**ASSIGNMENT:**
Pull out each line of the data that includes the word "metal".

[PROVIDED MATERIAL]

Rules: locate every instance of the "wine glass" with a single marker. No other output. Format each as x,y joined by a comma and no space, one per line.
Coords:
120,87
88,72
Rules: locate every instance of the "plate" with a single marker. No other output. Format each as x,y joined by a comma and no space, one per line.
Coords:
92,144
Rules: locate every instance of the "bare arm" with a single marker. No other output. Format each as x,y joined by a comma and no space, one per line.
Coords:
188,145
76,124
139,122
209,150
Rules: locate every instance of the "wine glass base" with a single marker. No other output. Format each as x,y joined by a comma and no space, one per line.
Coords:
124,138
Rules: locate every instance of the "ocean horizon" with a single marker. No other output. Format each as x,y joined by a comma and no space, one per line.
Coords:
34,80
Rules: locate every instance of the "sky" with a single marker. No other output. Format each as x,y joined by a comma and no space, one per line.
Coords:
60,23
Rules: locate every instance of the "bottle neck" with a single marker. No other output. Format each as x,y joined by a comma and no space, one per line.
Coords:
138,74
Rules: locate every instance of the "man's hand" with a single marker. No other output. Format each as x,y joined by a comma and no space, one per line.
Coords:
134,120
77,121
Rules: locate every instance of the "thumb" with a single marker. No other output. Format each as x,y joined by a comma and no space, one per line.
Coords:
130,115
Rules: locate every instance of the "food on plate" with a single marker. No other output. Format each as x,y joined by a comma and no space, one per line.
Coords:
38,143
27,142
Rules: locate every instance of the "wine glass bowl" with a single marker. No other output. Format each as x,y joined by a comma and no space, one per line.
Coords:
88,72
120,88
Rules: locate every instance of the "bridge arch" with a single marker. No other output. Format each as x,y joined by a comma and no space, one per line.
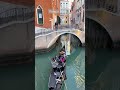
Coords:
96,30
57,36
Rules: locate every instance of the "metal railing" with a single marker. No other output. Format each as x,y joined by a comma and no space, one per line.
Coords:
48,31
16,14
102,4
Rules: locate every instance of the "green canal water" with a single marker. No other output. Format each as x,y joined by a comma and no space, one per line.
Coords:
75,69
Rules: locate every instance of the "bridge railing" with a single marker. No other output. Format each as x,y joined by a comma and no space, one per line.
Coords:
44,31
16,14
103,4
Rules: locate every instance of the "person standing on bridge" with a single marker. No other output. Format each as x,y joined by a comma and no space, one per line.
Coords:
56,26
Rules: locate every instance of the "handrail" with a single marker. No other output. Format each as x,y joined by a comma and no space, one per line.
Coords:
53,31
16,14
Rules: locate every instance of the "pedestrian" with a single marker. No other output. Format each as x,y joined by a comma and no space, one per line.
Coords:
54,64
56,26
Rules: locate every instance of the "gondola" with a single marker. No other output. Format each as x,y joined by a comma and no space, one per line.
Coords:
54,83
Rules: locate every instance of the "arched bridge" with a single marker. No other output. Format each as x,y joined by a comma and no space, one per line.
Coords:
46,39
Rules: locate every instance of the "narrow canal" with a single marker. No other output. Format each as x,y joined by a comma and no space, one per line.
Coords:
75,69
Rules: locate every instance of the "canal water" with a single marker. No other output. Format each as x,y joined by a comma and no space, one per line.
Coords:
75,69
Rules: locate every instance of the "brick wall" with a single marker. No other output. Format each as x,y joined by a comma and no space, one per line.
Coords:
46,5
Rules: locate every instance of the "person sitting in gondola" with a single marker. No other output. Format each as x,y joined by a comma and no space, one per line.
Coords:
54,64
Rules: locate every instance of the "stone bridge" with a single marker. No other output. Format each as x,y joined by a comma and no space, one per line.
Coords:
46,40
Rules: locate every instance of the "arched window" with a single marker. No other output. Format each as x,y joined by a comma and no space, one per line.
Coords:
39,15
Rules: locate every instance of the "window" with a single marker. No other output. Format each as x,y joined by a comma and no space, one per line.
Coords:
39,15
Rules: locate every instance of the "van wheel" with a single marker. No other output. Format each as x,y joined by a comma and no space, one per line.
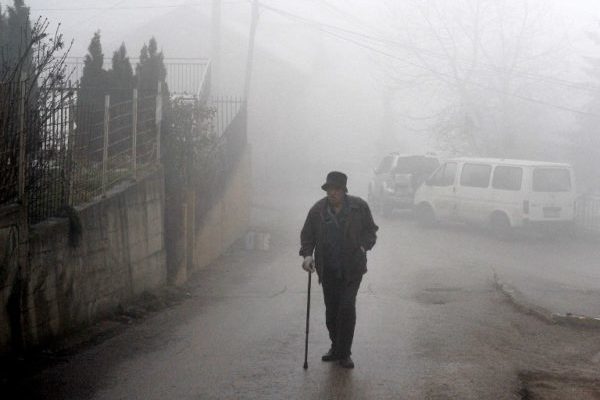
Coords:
425,215
500,225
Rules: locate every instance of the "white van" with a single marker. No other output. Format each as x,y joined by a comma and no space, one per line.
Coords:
501,193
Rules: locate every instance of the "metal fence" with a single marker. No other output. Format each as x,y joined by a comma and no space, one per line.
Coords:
184,75
62,154
9,143
587,214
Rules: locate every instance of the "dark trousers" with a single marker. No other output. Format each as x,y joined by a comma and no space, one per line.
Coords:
340,311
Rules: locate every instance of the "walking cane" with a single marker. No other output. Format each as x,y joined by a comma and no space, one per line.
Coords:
307,323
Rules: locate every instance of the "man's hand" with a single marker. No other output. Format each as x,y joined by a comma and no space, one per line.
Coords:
308,264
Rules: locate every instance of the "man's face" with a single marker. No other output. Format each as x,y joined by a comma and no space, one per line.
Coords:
335,195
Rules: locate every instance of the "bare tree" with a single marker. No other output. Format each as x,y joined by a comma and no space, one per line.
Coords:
475,61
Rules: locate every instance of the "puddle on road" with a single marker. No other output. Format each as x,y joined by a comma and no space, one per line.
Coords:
439,295
545,386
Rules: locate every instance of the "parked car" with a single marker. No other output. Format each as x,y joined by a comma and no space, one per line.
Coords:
501,193
397,178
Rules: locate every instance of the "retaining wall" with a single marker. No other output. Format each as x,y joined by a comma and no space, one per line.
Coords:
121,254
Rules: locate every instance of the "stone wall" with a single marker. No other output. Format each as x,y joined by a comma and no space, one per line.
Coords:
121,254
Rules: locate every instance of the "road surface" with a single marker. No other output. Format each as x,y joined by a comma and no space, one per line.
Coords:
431,325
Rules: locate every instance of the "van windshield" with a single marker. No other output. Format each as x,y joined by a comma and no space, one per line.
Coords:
551,180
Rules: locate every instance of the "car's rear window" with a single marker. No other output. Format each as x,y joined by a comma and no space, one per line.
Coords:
551,180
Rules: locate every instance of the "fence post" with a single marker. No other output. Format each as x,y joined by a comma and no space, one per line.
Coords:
22,138
158,121
105,145
70,150
134,134
23,224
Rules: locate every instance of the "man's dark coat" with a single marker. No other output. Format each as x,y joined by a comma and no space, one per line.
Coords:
360,231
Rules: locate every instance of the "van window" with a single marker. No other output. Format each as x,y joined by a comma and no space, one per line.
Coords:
475,175
385,166
551,180
444,175
507,178
418,165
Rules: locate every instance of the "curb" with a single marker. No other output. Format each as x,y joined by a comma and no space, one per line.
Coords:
517,299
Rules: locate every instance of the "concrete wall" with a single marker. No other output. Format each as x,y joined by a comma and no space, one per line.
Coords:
121,254
228,220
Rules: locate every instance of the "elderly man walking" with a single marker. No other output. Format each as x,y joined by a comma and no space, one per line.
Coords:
339,230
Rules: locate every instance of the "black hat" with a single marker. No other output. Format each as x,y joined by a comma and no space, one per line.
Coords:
337,179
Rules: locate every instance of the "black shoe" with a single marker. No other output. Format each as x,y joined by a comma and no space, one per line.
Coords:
330,356
346,362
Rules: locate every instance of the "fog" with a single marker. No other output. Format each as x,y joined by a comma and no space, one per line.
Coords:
337,84
469,310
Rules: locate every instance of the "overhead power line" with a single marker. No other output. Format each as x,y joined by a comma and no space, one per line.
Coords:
342,34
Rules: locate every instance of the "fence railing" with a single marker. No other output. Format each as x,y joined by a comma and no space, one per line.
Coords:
184,75
9,143
65,153
587,214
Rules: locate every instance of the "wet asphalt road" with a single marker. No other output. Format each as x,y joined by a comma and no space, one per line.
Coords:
430,326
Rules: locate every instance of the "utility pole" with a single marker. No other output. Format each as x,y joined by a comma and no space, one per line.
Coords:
253,24
216,46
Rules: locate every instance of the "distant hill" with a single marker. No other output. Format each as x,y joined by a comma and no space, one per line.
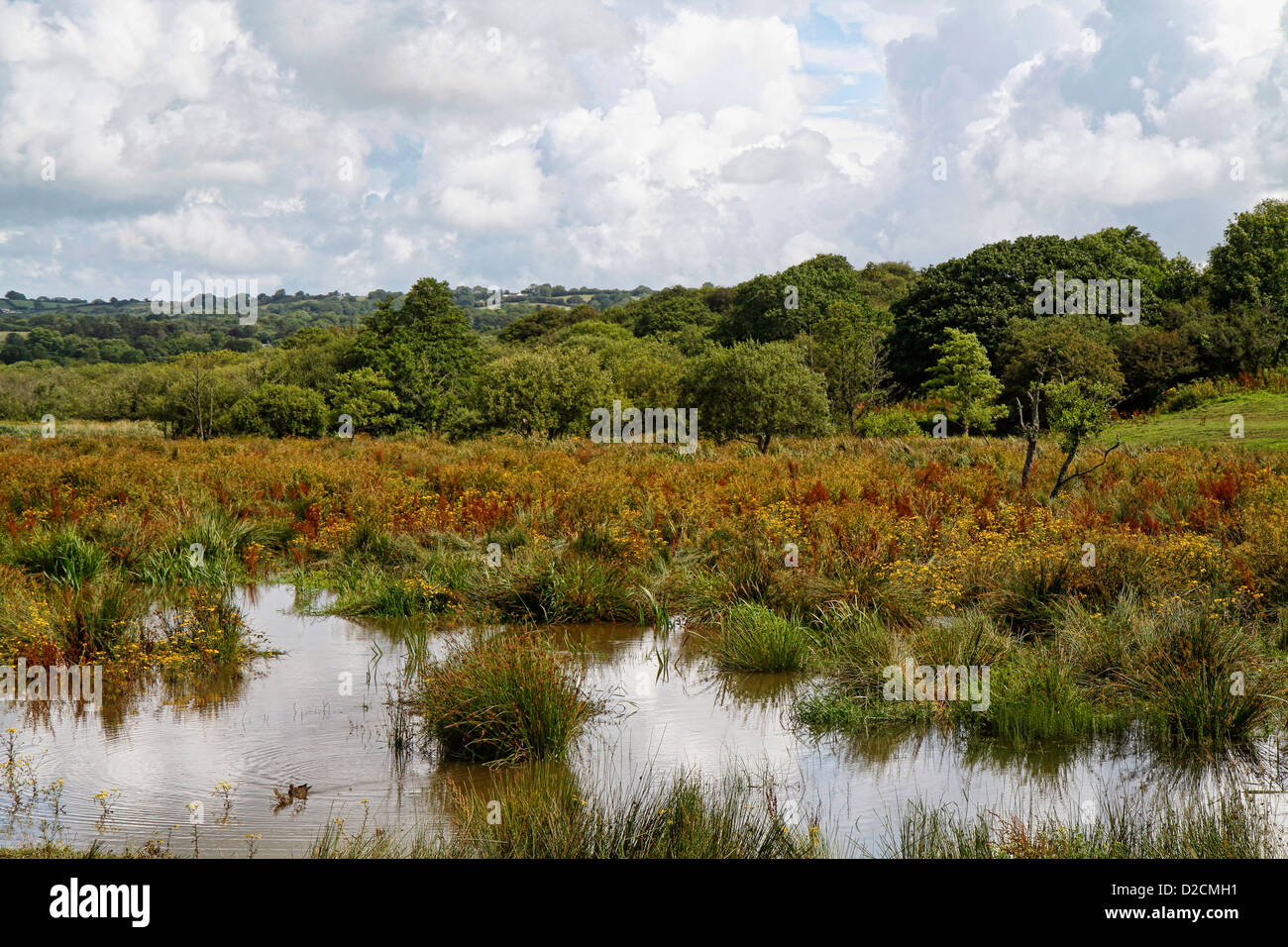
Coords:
69,330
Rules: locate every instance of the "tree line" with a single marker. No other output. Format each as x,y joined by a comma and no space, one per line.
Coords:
814,348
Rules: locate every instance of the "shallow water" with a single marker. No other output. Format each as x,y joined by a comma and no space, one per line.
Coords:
288,720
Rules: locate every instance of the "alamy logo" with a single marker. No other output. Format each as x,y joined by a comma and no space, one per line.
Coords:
206,298
662,425
1087,298
910,682
102,900
65,684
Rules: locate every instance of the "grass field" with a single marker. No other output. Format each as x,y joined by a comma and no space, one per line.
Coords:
1265,424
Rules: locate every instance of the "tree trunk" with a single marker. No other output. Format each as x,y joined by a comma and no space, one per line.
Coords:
1064,470
1028,462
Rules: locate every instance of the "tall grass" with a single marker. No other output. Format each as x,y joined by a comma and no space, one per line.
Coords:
1129,827
544,812
751,638
503,697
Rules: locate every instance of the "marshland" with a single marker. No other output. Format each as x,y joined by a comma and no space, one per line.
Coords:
642,650
928,574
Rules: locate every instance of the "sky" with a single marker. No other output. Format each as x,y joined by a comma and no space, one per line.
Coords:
359,145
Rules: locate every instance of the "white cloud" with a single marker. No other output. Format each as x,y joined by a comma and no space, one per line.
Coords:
373,142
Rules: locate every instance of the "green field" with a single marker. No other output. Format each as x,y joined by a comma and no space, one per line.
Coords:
1265,423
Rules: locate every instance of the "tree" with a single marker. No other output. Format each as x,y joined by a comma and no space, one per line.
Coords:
424,346
368,397
545,393
962,377
278,411
1154,360
983,291
1078,411
849,348
756,392
1038,351
665,311
1250,265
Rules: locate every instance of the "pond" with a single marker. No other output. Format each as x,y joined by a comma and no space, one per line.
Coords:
317,714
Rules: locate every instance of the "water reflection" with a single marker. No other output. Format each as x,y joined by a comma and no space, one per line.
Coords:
318,714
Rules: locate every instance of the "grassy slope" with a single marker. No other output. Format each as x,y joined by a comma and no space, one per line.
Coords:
1265,421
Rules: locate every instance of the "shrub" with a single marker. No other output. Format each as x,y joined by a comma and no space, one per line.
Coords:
278,411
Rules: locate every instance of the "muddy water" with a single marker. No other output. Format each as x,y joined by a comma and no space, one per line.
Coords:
317,715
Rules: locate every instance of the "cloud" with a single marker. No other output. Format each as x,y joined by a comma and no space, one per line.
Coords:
373,142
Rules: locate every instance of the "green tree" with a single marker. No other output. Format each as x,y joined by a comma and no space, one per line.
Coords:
1078,411
849,348
368,397
1039,351
756,392
278,411
545,393
1250,264
983,291
424,346
962,377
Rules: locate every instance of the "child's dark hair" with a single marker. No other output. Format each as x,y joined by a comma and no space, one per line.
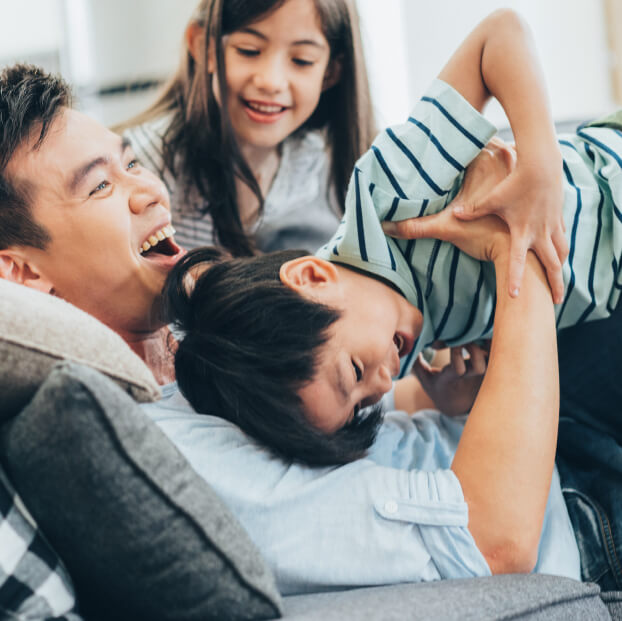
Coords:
249,344
200,146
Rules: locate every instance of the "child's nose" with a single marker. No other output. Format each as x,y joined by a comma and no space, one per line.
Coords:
270,77
383,382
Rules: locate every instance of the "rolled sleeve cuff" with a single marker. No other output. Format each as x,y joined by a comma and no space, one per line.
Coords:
438,508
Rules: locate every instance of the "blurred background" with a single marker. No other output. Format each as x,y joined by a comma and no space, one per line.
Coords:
116,53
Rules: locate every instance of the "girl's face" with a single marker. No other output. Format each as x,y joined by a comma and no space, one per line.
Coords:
276,69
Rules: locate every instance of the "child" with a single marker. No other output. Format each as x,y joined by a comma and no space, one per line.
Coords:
257,133
316,338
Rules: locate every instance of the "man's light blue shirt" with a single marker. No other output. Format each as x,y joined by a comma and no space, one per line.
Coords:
397,516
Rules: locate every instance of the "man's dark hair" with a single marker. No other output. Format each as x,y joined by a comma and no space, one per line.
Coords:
30,100
249,344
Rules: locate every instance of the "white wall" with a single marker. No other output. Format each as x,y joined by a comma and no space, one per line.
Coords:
408,41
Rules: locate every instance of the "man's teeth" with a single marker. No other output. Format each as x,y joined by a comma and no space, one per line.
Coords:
264,108
155,238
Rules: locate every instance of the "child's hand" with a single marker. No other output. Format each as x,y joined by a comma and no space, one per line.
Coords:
454,387
528,197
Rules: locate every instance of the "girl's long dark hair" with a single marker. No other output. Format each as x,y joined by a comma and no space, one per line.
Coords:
200,148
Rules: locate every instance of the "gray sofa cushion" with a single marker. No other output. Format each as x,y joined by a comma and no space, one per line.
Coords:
142,535
37,330
533,597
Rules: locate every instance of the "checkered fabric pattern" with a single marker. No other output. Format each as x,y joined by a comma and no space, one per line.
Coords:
33,583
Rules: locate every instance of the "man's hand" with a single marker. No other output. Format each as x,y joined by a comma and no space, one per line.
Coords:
528,197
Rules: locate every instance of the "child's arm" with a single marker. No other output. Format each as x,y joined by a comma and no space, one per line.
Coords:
498,59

[/PROVIDED MATERIAL]

**OUTPUT FOR THIS EXERCISE:**
Rules: locate every instance of the "metal railing" with a single marker. No other output. Format each as x,y joined by a comma and no space, one per line.
Rules: locate every instance of the "metal fence" with a single marker. No other output. Format each as x,y joined by a comma and no space, one per line.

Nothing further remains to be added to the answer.